My first semester at Baruch was a defintite smack in the face. The workload took sometime to get use to. I had to create study habits and I found myself scheduling every hour of everyday. Sure it took some time to get use to it and I definetly had a hard time adjusting but it made me feel ready to take college on full force. Overall the first semester was a great experience. I met some amazing people, made some great friends, and found some great food. Anyway, I feel like I definetly didn’t do as good as I should’ve been the first semester. Which is exactly what I need to change. Since the beginning of the year I’ve become more school oriented and I can now run off of five hours of sleep. For next semester I’m definetly going to start working harder earlier and tackle assignments with more focus and positive attitude. As I said overall it was a great eye opening experience. I’m now ready to continue into a richer much more productive college experience.

◆ Stored records:

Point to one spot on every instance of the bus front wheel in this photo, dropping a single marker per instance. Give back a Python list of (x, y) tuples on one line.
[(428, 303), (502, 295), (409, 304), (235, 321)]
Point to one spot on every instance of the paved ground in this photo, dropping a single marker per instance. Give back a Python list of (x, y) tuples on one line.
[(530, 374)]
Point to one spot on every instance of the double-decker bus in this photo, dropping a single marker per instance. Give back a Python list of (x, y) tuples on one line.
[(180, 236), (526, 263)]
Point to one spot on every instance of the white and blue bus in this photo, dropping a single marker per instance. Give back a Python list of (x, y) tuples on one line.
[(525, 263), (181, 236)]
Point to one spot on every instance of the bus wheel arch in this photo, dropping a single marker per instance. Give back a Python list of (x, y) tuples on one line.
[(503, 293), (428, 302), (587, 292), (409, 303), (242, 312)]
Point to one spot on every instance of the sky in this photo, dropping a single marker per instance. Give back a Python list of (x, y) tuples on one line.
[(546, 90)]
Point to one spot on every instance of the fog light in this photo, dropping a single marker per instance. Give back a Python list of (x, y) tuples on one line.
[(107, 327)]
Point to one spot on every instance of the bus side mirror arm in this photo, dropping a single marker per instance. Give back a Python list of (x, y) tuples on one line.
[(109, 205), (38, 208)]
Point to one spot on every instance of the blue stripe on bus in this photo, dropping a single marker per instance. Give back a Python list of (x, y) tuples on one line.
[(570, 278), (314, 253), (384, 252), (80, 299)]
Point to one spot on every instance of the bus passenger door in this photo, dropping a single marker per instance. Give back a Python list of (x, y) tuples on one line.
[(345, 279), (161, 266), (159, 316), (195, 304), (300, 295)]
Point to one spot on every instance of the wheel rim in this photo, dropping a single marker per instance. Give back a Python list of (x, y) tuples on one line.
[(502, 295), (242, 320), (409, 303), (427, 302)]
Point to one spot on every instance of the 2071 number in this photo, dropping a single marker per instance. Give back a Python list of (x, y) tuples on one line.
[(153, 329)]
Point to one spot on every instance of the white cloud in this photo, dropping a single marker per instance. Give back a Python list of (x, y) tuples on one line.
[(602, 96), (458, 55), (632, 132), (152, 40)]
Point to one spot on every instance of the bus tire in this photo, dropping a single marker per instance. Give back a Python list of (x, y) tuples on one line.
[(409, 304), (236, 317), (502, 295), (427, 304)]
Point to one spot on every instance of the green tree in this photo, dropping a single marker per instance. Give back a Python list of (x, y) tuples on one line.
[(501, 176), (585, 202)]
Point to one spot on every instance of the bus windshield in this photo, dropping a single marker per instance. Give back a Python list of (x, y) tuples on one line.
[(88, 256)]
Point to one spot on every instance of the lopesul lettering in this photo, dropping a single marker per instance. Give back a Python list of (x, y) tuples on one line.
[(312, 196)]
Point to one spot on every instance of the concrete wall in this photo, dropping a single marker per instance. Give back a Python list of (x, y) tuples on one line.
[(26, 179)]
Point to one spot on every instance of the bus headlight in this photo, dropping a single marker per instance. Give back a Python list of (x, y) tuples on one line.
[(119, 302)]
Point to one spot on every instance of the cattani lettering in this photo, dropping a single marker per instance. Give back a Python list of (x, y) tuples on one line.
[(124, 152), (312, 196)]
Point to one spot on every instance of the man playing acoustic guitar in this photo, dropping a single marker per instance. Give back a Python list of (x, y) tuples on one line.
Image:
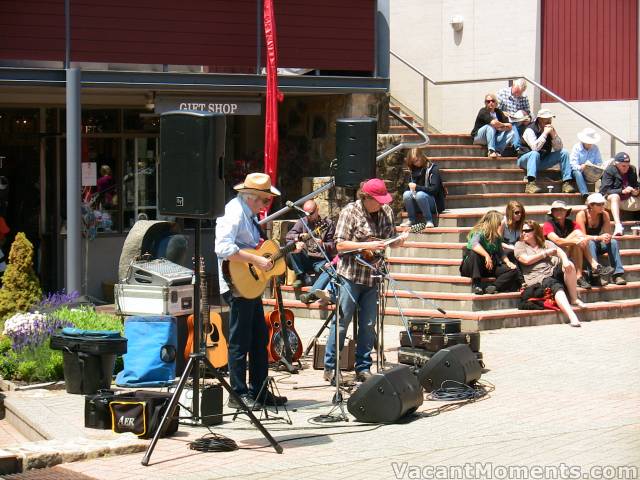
[(362, 226), (237, 231)]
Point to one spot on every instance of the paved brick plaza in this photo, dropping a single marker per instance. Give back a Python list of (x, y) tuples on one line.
[(564, 397)]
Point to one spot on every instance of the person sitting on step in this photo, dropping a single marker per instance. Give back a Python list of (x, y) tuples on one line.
[(544, 150), (483, 257), (596, 224), (310, 259), (584, 152), (424, 189), (492, 127), (620, 187), (564, 232), (544, 263)]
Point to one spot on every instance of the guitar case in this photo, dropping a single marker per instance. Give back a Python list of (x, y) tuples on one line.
[(437, 342), (429, 326)]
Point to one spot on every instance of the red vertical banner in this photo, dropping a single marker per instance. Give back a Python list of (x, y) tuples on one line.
[(273, 94)]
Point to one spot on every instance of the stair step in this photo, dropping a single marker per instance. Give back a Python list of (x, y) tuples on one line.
[(501, 199), (482, 320)]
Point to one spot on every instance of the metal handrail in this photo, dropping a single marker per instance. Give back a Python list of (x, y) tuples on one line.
[(426, 80)]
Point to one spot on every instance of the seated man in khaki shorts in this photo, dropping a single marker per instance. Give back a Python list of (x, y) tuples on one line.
[(620, 188)]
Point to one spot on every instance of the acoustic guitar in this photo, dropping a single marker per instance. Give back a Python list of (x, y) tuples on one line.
[(215, 343), (247, 279), (284, 342)]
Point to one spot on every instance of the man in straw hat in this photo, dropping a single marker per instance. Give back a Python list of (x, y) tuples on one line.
[(566, 234), (237, 230), (620, 187), (362, 226), (583, 154), (544, 150)]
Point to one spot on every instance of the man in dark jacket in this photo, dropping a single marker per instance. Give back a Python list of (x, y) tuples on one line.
[(620, 188), (492, 127)]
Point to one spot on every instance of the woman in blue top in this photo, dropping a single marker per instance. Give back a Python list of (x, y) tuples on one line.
[(582, 152), (483, 257)]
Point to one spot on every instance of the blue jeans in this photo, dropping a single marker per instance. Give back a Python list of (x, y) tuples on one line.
[(302, 263), (494, 140), (365, 298), (425, 202), (533, 161), (580, 182), (612, 250), (248, 335)]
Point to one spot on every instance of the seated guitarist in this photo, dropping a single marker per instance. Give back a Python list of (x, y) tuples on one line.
[(361, 221), (238, 229), (310, 259)]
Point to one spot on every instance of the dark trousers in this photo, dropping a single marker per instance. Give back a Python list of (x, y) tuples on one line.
[(473, 266), (248, 334)]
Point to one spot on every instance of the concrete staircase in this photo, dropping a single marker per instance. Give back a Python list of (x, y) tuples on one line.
[(427, 264)]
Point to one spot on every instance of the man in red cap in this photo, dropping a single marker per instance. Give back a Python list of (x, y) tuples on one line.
[(362, 226)]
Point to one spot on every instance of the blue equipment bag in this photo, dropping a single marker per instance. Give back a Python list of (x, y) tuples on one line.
[(151, 352)]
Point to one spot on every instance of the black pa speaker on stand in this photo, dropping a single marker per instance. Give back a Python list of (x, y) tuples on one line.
[(356, 143), (191, 177), (457, 363), (387, 396)]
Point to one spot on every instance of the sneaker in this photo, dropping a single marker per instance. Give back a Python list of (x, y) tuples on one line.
[(603, 271), (618, 230), (273, 400), (491, 289), (619, 279), (532, 188), (308, 298), (323, 295), (582, 283), (363, 375), (247, 402)]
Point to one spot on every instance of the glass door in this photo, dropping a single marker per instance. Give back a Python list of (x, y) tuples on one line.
[(140, 180)]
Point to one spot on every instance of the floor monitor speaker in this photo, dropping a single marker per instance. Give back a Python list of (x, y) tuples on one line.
[(356, 141), (191, 177), (386, 396), (457, 363)]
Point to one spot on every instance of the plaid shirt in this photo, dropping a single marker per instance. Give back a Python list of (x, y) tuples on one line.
[(510, 104), (356, 225)]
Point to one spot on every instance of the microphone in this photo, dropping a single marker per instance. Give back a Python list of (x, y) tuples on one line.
[(290, 204)]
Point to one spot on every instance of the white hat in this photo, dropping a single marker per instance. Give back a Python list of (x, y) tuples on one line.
[(595, 198), (545, 113), (588, 135)]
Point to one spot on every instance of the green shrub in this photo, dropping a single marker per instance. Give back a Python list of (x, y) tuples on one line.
[(20, 285)]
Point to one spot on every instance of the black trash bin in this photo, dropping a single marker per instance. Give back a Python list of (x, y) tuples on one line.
[(89, 358)]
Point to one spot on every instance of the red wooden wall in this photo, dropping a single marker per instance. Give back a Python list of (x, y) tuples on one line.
[(329, 34), (590, 49)]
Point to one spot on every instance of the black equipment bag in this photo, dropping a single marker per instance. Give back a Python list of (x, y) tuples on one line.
[(437, 342), (140, 413), (419, 356), (429, 326), (96, 410)]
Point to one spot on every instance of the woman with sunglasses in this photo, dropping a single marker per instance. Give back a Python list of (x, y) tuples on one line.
[(595, 222), (545, 264), (492, 127), (483, 257)]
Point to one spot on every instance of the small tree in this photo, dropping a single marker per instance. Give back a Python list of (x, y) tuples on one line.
[(20, 285)]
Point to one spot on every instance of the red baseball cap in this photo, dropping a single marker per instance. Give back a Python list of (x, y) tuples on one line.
[(378, 190)]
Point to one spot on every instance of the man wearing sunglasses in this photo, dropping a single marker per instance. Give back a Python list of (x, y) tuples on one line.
[(492, 127)]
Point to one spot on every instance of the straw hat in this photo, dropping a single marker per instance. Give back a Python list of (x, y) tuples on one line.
[(258, 182), (588, 135)]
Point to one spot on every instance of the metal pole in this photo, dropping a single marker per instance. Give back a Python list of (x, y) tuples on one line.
[(74, 232)]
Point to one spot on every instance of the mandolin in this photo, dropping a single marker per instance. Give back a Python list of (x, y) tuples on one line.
[(284, 342)]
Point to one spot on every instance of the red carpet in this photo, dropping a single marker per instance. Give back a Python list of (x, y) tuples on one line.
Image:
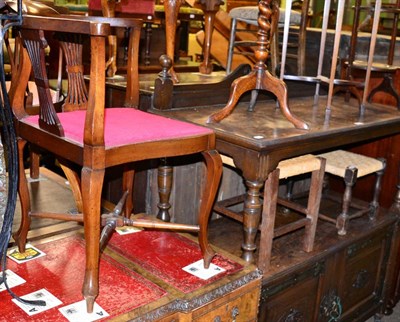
[(164, 254), (61, 272)]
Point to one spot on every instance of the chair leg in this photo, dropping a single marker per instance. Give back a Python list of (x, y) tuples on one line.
[(21, 235), (314, 202), (377, 191), (350, 179), (231, 46), (268, 220), (34, 165), (127, 185), (214, 173), (92, 181), (74, 183)]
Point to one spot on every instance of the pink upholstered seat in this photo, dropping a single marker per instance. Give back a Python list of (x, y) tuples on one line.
[(135, 127), (127, 6), (88, 139)]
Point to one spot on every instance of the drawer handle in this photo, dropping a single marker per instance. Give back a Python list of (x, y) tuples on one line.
[(331, 307), (235, 312), (362, 279)]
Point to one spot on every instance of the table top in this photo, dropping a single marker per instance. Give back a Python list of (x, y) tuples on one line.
[(258, 140)]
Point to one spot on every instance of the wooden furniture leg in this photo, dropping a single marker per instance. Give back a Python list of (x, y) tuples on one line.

◆ Description of the task:
According to the reflection on the first semester at Baruch, how many hours of sleep can the writer now run on?

◆ Task response:
Five hours.